> EXERCISE GOAL
Pull out every line in the records below that contains the string "metal". Matching is case-sensitive.

> ITEMS
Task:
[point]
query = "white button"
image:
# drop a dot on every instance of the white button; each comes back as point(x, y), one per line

--

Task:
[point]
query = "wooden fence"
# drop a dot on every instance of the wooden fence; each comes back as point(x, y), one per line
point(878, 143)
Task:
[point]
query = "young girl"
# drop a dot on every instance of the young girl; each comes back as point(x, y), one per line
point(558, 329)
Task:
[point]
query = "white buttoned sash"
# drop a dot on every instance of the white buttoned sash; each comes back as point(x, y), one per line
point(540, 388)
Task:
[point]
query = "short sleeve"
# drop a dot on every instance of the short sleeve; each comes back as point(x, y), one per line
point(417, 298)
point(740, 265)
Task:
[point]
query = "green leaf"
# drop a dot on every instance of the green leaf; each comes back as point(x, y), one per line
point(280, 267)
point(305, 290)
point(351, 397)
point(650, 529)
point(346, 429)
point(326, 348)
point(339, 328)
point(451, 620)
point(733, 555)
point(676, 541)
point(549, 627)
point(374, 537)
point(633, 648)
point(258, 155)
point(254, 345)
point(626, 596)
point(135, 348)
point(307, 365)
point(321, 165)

* * *

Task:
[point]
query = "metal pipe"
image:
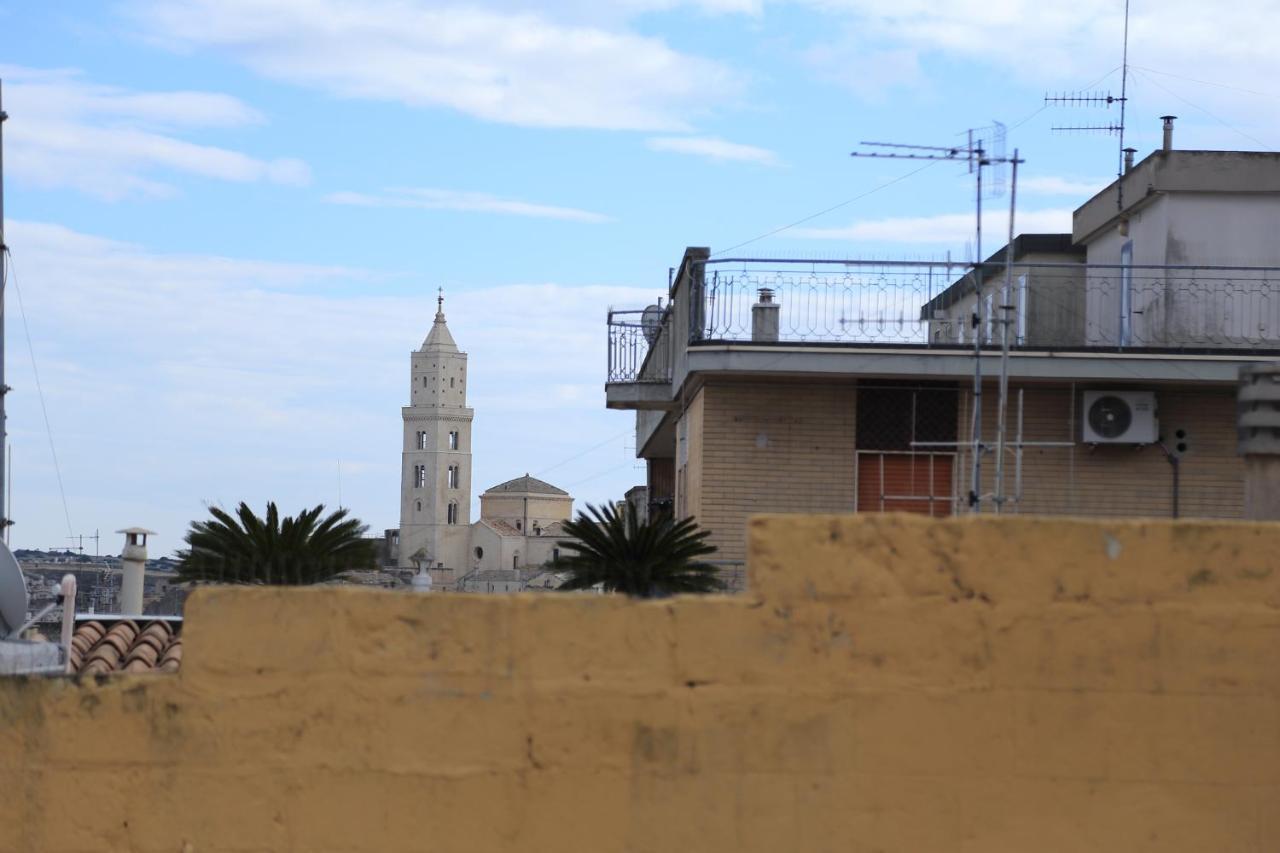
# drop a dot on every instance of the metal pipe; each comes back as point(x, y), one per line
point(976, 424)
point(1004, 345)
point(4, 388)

> RESULT
query = "metal pipe"
# drop a dot on every instance of the metal pipe; each comes back as point(x, y), one per line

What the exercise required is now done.